-- Directives --
- 1) Answer these questions using the passage below on Sweden.
(a) In what year did Sweden enter a secret agreement with the US to share intelligence on Soviet activities in the Baltic?
(b) What share of their GDP would NATO membership commit Sweden and Finland to spend on defence?
(c) In which city did Per Engdal try to reconstitute the European fascist movement in 1951?
- 2) Summarize the passage below on Sweden in two sentences.
- 3) Print the part of the passage below on Sweden that opens with the words containing "The two most" and closes with "a well-publicised example.".

-- Given passage --
○ ○ ○ ○ ○ ○ ○

More generally, coal and iron production in the country was sparked by Dutch wartime capital investment during the seventeenth century. It was ramped up thanks to trade with imperial Germany, a trade which continued through the Nazi period. Formally neutral, Sweden also facilitated German troop movements during Operation Barbarossa. In the 1918 Finnish Civil War the state covertly supported the reactionary ‘Whites’ out of fear a ‘Red’ victory would spread to Sweden too. SAP ministers schemed to assassinate Lenin during his transit through Sweden and Finland (then a Russian duchy) en route to revolutionary Russia in April 1917. They failed of course, by December Lenin’s government had recognised Finnish independence.

The two most important arms manufacturers in Sweden today are Saab, and the formerly state-owned Bofors (which is today a subsidiary of Britain’s BAE Systems). Sweden’s neutrality gives it licence to sell arms to almost anyone with the cash. But since the Cold War era it has maintained an unofficial alliance with the NATO/US axis of geopolitics. In 1952 it entered a secret agreement with the US to share intelligence on Soviet activities in the Baltic in exchange for US weaponry. In 1960 another secret agreement promised US support in the event of invasion of Sweden by Soviet forces. US experts were embedded in Saab to develop fighter jets and missiles. Today, the US axis moves to secure new shipping lanes in the Arctic Circle opened up by the melting ice caps; Trump’s (declined) 2019 offer to buy Greenland from Denmark being a well-publicised example.

The Scandinavian countries remain reliant on the German economy, which today dominates the EU imperialist bloc. This is epitomised by the Nord Stream pipelines designed to get cheap gas from Russia to Germany via Swedish and Danish parts of the Baltic Sea. The recent sabotage of the pipelines has damaged this link in favour of increased reliance on US fossil fuels. Sweden has blocked a joint investigation with Germany and Denmark into the cause of the explosions. Saab and Bofors, too, have made fortunes from selling arms for the US proxy war in Ukraine. Sweden and Finland are poised to become NATO’s newest members, committing them to spending 2% of their GDP on defence.

Just as social democracy, at its peak, gave way to neoliberalism, so these signs point to an end of triumphant ‘Pax Americana’ and the start of a period of overt nationalist politics and international imperialist rivalries. The Swedish embrace of the US side has coincided with the rise of a mainstream right wing. It draws working class support from those whom austerity and neoliberalism has most savagely attacked: former industrial workers who lost out from outsourcing, tradesmen forced to compete with immigrants on pay, and sections of society who depend on increasingly rationed social welfare. The Sweden Democrats party is the electoral expression of this trend. The party’s founder draws inspiration from the writings of Per Engdal, a supporter of Hitler who helped Nazis flee the Nordic region after the war and attempted to reconstitute the European fascist movement in Malmö in 1951.

○ ○ ○ ○ ○ ○ ○

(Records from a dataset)
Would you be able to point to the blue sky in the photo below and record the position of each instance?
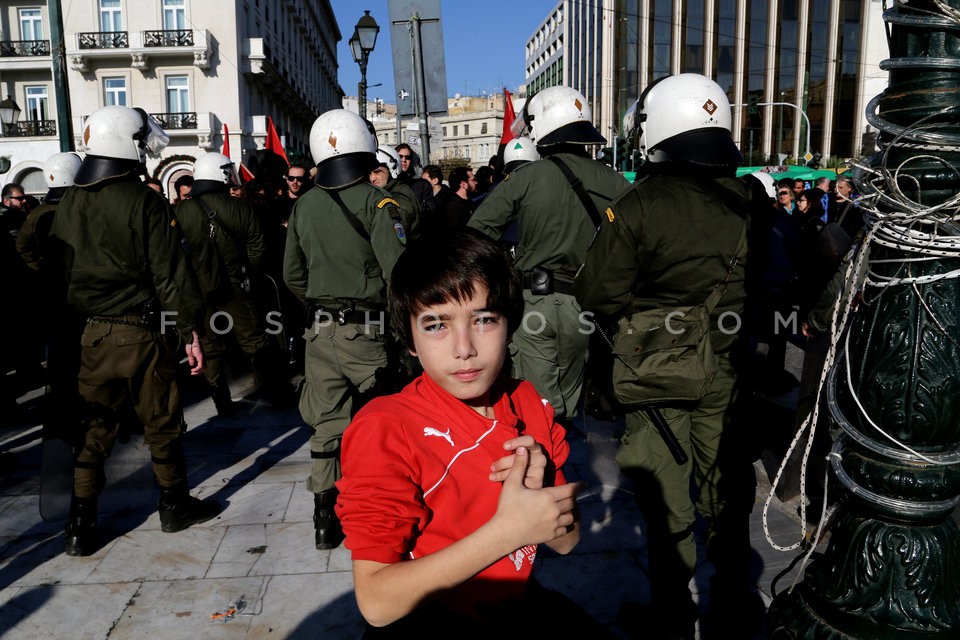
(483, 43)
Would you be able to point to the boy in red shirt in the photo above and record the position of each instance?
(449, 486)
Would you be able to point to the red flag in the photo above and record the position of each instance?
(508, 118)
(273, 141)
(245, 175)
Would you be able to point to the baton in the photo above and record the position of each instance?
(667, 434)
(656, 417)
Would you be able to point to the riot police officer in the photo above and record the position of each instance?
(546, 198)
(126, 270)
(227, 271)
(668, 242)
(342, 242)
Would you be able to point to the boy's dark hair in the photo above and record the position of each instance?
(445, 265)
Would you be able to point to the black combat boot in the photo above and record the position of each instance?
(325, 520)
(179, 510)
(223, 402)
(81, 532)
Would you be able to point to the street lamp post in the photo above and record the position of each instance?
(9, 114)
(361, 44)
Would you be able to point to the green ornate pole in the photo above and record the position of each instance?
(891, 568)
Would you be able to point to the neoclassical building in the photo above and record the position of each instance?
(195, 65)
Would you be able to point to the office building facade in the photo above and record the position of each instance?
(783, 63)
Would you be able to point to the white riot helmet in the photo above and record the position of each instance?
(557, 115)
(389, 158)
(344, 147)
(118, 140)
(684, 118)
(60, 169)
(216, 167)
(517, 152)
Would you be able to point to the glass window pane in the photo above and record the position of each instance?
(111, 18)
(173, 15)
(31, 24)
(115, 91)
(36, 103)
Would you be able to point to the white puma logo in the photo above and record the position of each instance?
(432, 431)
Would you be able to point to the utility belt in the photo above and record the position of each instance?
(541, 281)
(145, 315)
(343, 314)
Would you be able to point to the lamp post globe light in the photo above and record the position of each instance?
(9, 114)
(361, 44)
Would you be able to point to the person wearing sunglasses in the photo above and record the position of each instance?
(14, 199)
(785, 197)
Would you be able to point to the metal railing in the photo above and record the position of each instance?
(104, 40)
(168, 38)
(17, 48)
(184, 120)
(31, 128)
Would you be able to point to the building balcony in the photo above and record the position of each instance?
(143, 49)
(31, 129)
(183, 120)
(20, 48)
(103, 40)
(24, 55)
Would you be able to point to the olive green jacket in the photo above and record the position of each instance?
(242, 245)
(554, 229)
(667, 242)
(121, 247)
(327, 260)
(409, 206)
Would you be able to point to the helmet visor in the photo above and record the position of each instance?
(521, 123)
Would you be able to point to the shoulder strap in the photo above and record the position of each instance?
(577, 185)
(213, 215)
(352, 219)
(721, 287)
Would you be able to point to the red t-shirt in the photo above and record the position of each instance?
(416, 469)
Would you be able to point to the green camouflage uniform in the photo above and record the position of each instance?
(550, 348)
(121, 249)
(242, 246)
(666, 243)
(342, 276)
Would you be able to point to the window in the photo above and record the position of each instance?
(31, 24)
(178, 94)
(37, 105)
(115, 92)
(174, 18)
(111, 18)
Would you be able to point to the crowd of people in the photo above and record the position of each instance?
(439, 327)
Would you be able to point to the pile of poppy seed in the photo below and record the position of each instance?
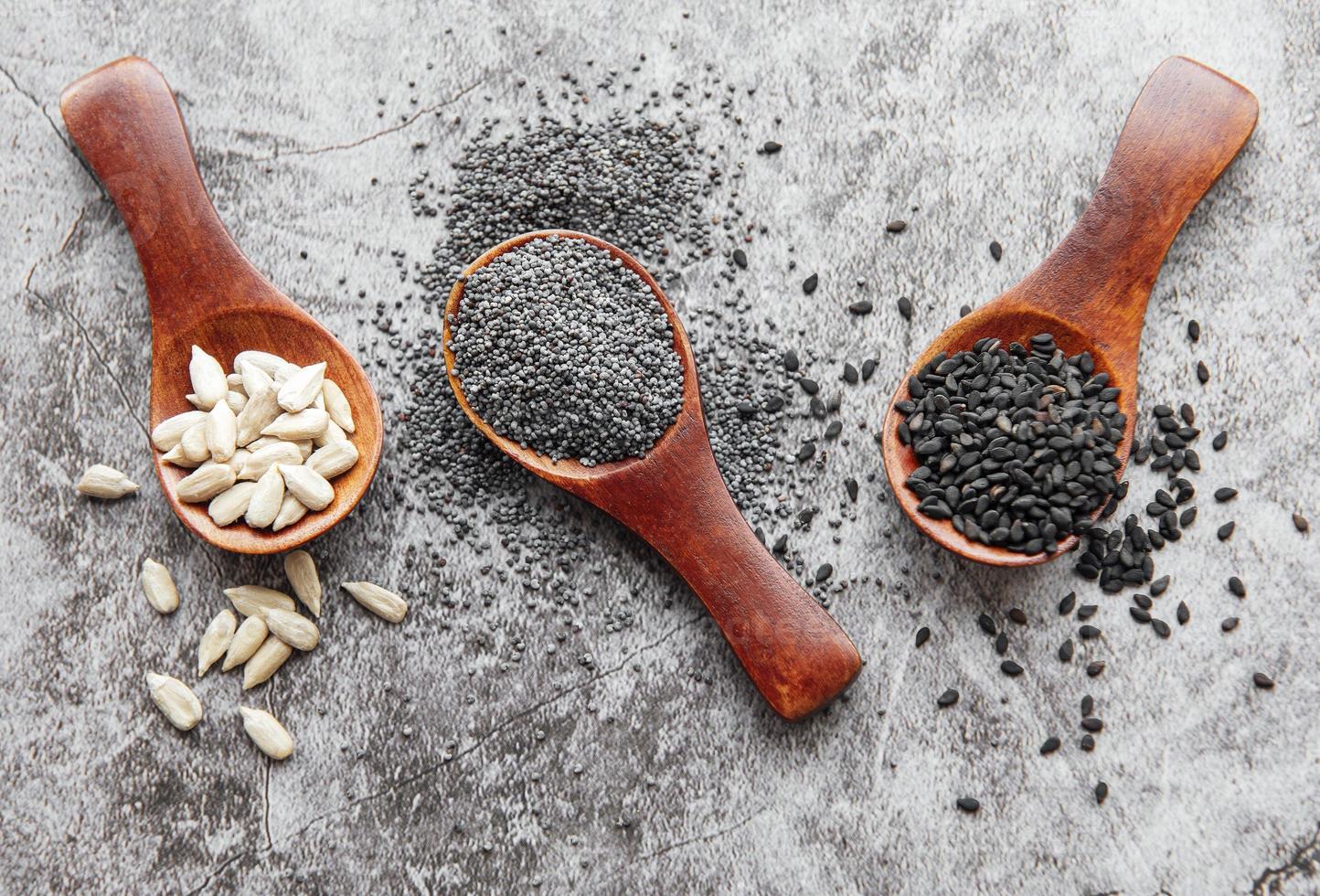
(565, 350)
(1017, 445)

○ ○ ○ ○ ○ ○ ○

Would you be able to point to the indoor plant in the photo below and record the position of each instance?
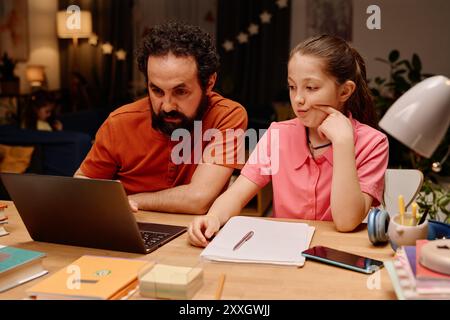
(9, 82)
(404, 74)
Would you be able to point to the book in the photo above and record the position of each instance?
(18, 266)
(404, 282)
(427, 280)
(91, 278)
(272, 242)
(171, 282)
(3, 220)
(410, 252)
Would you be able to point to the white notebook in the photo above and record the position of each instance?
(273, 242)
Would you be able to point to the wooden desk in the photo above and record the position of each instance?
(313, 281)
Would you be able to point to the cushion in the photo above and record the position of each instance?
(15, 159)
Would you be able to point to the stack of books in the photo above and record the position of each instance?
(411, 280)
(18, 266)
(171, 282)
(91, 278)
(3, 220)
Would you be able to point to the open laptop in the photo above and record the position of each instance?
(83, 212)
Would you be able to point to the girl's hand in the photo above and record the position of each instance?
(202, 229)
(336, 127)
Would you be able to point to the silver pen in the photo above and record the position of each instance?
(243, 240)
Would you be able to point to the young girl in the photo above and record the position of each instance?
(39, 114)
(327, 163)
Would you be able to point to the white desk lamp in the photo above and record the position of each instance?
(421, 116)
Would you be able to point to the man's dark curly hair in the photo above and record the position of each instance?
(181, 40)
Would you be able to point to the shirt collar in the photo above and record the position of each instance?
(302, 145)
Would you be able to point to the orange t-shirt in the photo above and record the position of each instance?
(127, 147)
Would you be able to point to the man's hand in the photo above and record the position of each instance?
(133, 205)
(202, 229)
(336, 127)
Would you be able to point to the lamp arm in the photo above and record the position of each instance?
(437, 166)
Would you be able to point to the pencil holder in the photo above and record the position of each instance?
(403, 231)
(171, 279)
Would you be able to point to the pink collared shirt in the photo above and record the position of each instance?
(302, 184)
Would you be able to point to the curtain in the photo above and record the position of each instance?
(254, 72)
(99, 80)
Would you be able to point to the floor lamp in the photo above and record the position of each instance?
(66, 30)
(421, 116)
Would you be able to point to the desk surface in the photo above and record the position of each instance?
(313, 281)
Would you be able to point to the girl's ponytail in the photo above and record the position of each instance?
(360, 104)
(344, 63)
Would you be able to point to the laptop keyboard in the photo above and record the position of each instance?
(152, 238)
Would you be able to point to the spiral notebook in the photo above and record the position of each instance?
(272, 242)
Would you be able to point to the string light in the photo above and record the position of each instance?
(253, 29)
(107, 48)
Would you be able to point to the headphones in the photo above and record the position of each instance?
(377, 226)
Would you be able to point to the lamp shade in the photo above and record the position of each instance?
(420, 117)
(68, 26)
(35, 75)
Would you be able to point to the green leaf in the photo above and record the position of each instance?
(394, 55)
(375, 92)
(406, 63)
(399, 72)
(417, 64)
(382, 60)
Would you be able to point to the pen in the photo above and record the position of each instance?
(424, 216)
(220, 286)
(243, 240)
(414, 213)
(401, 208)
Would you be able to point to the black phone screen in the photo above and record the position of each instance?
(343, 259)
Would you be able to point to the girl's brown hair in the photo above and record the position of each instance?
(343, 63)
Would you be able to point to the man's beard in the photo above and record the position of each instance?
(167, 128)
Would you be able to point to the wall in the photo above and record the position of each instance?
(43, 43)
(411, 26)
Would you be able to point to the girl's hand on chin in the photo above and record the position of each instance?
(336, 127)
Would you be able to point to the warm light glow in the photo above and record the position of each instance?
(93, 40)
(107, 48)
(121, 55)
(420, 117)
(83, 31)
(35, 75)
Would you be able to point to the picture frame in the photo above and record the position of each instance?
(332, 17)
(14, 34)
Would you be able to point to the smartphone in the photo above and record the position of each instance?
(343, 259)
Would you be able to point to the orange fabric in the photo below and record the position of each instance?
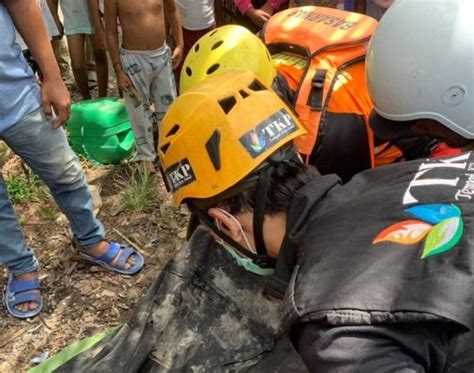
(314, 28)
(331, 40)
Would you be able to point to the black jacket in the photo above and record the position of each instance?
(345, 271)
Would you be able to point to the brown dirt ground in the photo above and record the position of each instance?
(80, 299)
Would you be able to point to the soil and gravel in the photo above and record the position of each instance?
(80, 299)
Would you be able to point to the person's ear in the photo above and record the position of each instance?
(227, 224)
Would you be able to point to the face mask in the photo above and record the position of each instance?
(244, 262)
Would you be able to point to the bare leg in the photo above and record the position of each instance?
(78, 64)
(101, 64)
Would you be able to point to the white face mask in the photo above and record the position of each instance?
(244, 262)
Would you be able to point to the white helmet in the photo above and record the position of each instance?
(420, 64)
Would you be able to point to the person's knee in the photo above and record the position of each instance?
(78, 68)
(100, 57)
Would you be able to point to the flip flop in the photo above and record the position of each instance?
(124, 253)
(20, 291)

○ ○ ○ ○ ○ ○ ○

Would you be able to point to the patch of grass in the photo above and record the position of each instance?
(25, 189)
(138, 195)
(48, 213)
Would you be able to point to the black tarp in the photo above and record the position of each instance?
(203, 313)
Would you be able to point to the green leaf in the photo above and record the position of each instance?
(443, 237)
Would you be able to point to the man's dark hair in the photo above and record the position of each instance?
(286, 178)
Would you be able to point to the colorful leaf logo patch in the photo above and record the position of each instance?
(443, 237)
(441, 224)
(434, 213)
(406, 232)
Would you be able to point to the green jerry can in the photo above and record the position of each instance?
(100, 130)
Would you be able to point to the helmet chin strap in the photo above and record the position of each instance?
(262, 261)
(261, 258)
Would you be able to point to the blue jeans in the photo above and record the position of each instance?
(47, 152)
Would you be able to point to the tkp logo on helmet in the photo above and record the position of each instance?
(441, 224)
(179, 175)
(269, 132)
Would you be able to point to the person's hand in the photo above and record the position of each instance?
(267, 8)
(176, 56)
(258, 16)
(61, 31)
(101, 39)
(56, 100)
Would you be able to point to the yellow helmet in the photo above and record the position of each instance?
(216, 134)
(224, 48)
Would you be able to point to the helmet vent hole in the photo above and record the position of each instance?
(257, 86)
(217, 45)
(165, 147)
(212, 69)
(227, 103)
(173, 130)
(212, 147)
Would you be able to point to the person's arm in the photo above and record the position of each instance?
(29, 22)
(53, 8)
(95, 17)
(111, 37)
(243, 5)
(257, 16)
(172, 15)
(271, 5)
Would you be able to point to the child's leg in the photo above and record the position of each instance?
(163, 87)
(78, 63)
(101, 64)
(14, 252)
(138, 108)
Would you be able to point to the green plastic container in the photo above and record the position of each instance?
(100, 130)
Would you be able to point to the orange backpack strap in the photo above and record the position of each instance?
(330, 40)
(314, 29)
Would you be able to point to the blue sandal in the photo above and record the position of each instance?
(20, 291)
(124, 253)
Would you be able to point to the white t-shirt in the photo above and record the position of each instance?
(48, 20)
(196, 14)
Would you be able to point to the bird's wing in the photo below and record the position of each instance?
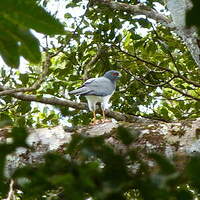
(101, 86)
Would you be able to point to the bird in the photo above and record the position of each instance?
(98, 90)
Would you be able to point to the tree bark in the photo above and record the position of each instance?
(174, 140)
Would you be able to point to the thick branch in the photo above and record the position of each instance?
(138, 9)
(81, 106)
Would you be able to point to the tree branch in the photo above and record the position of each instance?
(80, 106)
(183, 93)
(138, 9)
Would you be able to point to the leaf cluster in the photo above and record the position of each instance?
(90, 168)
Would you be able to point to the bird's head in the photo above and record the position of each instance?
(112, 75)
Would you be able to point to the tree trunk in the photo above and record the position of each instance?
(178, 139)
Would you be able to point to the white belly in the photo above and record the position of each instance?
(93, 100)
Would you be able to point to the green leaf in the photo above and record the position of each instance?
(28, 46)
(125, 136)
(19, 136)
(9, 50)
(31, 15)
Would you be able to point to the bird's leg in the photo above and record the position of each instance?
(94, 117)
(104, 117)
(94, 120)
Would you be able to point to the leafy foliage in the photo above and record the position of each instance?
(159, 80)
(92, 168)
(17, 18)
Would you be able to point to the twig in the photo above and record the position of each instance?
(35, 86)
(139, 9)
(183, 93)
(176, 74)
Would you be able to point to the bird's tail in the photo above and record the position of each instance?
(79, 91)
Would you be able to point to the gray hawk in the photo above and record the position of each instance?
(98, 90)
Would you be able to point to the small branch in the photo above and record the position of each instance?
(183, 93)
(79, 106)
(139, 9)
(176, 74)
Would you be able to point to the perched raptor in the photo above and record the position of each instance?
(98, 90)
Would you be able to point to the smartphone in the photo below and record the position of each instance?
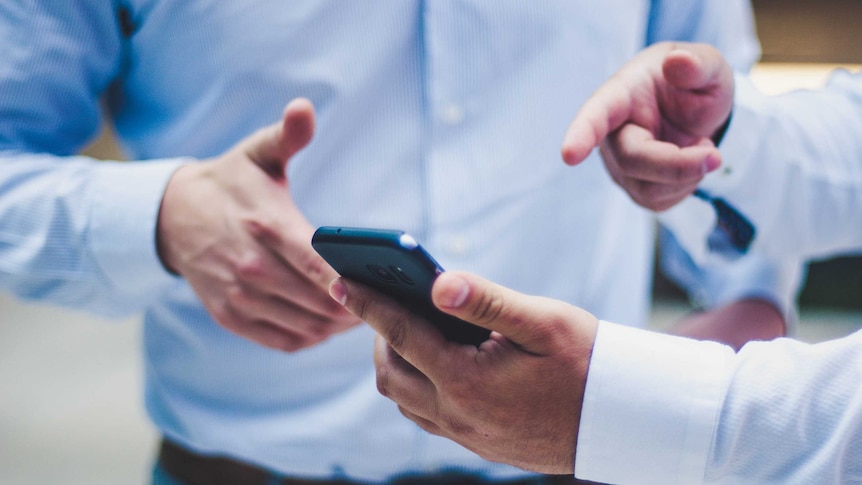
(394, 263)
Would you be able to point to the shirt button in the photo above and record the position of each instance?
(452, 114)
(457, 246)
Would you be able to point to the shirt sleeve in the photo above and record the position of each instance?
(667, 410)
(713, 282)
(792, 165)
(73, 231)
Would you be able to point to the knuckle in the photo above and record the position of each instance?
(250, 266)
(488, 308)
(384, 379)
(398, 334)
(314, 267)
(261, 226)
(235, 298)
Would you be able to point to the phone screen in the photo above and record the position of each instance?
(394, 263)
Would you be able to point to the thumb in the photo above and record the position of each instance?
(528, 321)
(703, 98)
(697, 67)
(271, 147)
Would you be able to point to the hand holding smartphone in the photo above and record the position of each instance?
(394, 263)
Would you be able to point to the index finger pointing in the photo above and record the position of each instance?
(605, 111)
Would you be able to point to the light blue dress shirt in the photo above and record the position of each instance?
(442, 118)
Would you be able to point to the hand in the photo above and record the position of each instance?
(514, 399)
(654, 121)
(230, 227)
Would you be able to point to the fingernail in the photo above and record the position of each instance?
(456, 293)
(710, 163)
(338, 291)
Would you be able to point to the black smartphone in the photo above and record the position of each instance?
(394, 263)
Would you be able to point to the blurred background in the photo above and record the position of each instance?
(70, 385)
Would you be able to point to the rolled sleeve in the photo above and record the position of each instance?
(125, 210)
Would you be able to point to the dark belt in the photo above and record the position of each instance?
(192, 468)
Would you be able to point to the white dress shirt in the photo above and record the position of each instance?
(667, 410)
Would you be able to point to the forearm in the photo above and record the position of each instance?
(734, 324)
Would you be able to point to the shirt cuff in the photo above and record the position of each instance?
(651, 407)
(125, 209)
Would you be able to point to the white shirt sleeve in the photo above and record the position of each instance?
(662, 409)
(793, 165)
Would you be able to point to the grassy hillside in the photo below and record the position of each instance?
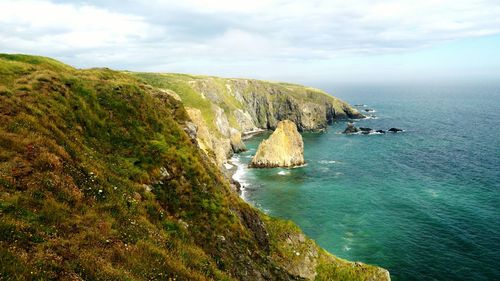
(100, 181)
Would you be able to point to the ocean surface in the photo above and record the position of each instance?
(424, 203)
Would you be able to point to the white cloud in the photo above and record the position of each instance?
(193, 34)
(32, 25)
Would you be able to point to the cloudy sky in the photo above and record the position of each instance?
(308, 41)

○ ○ ○ ○ ○ ○ ○

-- Solutions in order --
- 1)
(a) 1952
(b) 2%
(c) Malmö

- 2) Sweden's coal and iron production grew through Dutch wartime investment and trade with Germany, and though formally neutral, the state aided German troop movements, covertly backed Finland's Whites, and has kept an unofficial alliance with the US since the Cold War. Its arms makers Saab and Bofors have profited from the war in Ukraine as Sweden stands poised to join NATO, while a mainstream right wing, expressed electorally by the Sweden Democrats, has risen on support from workers hit hardest by austerity and neoliberalism.

- 3)
The two most important arms manufacturers in Sweden today are Saab, and the formerly state-owned Bofors (which is today a subsidiary of Britain’s BAE Systems). Sweden’s neutrality gives it licence to sell arms to almost anyone with the cash. But since the Cold War era it has maintained an unofficial alliance with the NATO/US axis of geopolitics. In 1952 it entered a secret agreement with the US to share intelligence on Soviet activities in the Baltic in exchange for US weaponry. In 1960 another secret agreement promised US support in the event of invasion of Sweden by Soviet forces. US experts were embedded in Saab to develop fighter jets and missiles. Today, the US axis moves to secure new shipping lanes in the Arctic Circle opened up by the melting ice caps; Trump’s (declined) 2019 offer to buy Greenland from Denmark being a well-publicised example.